▶ **Material for this exercise**:
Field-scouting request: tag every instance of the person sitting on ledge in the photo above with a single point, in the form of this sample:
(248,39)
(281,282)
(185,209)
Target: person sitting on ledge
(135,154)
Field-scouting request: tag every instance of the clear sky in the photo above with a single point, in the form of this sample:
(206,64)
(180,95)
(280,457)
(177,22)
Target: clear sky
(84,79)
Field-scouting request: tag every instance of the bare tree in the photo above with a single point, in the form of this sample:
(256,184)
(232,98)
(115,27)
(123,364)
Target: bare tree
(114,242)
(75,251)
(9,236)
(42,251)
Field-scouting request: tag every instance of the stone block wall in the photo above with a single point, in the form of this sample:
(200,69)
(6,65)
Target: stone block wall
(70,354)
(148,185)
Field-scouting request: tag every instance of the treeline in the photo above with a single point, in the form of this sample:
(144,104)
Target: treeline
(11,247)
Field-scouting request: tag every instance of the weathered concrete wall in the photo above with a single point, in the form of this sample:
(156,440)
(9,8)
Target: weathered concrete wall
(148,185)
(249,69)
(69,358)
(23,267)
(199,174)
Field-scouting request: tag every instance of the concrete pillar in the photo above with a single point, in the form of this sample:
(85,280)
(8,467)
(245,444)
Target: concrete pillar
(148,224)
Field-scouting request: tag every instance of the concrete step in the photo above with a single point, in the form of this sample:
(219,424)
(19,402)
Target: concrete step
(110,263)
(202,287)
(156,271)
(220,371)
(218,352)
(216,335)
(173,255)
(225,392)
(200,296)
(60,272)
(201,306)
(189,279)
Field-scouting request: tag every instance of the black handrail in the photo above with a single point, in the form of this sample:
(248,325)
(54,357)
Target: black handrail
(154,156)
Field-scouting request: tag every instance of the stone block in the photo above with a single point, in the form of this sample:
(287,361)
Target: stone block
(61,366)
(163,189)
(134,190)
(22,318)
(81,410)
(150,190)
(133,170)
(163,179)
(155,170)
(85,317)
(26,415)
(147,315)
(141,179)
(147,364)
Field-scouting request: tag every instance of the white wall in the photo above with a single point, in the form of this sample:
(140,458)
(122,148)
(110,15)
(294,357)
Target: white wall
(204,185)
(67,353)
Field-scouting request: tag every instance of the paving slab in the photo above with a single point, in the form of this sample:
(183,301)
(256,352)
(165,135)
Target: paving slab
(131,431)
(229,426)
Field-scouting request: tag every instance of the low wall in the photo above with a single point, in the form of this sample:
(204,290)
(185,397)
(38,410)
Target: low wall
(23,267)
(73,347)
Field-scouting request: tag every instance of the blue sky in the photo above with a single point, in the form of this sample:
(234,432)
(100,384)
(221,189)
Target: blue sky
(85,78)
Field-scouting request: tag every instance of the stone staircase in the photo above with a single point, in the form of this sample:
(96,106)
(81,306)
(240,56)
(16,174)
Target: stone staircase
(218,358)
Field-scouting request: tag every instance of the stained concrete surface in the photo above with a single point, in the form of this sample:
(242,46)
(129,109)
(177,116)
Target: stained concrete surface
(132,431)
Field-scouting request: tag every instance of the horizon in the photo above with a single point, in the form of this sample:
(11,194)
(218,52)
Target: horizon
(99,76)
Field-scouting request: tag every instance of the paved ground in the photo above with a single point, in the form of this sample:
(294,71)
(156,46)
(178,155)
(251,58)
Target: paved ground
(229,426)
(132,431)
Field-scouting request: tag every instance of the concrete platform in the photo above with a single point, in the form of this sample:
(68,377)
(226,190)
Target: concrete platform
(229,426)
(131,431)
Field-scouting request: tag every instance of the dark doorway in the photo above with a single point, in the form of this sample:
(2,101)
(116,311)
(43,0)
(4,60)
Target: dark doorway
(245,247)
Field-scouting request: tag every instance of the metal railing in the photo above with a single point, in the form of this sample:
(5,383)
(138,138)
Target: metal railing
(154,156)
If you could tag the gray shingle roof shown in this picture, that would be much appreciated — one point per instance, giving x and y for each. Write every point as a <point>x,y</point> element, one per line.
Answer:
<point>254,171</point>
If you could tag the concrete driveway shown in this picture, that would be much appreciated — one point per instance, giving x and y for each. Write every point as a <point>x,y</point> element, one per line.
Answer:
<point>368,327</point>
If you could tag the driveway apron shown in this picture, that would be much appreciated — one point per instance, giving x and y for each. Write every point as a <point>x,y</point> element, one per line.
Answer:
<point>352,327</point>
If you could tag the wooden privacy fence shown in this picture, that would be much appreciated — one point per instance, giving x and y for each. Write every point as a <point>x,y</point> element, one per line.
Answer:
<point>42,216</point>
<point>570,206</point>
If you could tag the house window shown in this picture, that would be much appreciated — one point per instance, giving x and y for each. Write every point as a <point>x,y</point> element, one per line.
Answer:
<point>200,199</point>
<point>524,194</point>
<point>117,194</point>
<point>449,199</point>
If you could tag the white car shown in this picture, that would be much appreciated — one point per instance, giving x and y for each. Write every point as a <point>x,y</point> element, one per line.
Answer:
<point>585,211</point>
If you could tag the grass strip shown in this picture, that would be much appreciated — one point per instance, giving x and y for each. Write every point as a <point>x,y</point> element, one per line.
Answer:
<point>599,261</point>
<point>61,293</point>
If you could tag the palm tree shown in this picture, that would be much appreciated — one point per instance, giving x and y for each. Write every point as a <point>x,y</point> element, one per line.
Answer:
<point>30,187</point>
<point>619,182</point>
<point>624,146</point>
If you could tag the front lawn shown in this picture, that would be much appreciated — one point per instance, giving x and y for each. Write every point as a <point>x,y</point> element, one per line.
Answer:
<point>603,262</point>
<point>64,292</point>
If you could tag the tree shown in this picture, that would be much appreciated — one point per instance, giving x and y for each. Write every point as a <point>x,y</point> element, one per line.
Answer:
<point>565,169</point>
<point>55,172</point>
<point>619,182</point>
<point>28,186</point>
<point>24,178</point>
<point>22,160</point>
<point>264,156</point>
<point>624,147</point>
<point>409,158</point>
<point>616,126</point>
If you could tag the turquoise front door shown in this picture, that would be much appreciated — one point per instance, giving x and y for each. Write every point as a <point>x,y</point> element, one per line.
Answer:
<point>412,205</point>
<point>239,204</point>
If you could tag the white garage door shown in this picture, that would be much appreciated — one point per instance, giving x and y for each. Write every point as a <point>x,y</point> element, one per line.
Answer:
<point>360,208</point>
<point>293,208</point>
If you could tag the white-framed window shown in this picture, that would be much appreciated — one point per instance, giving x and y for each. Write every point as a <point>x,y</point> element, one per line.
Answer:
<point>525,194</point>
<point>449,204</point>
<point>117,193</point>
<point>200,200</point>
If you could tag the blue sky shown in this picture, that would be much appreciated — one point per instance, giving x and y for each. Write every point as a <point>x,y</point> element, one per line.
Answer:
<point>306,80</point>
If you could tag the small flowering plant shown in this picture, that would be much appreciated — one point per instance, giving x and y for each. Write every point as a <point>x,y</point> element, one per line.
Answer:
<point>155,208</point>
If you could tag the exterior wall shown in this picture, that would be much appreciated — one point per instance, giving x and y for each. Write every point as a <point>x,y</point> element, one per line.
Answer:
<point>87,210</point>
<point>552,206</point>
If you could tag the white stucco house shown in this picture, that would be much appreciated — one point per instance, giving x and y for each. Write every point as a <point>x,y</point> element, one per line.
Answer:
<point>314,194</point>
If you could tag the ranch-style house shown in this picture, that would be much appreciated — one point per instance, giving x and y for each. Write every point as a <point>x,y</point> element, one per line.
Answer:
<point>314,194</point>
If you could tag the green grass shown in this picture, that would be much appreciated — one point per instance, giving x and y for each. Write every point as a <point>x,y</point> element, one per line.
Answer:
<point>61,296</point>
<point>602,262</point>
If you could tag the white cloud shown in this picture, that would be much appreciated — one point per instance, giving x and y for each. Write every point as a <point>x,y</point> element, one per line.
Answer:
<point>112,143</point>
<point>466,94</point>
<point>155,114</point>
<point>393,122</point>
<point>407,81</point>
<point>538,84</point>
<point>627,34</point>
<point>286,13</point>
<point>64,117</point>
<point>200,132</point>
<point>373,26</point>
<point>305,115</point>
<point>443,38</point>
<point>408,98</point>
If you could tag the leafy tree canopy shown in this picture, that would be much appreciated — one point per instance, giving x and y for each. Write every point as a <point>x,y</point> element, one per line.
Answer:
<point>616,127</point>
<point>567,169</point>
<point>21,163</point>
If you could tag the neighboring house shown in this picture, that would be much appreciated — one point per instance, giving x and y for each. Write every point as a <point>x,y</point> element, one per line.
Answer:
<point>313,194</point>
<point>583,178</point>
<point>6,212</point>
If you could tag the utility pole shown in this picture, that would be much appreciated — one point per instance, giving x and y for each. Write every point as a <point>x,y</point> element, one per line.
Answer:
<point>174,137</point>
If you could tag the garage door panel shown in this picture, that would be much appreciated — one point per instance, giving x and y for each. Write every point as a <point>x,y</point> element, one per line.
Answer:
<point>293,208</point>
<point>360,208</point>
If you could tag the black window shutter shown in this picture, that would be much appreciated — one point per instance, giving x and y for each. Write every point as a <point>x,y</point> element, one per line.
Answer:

▶ **Problem**: Copy the rows above starting at the line containing "If you could tag the front" and ending at the line containing "<point>200,200</point>". Change "turquoise" to "teal" and leave everything else unchanged.

▶ **Full output**:
If you could tag the front lawn shown in this picture, that would be much appreciated — one point per instance, giving x and y for each. Write every point as a <point>x,y</point> element, one per line.
Answer:
<point>603,262</point>
<point>64,292</point>
If you could tag the tree shown in this picture, that would be much appreciated — one point per instance, giving x and y for each. Write every point as a <point>x,y</point> element, one per line.
Answer:
<point>565,169</point>
<point>55,172</point>
<point>619,182</point>
<point>28,186</point>
<point>24,178</point>
<point>22,160</point>
<point>264,156</point>
<point>624,147</point>
<point>409,158</point>
<point>616,126</point>
If you could tag the teal front door shown in this picture, that would be much appreciated — one point per instance, giving x and y for each. Write every point as a <point>x,y</point> element, one per line.
Answer:
<point>412,205</point>
<point>239,204</point>
If you could tag the white garage door shown in this picture, that would be much appreciated — one point per instance, giving x and y for each. Write every point as a <point>x,y</point> element, one per line.
Answer:
<point>360,208</point>
<point>293,208</point>
If you could tag the white-framed window shown in this picture, that would be much appreciated — one point per instance, giving x and y for each. Write every point as a <point>x,y</point> element, one per line.
Answer:
<point>525,194</point>
<point>449,204</point>
<point>117,193</point>
<point>200,200</point>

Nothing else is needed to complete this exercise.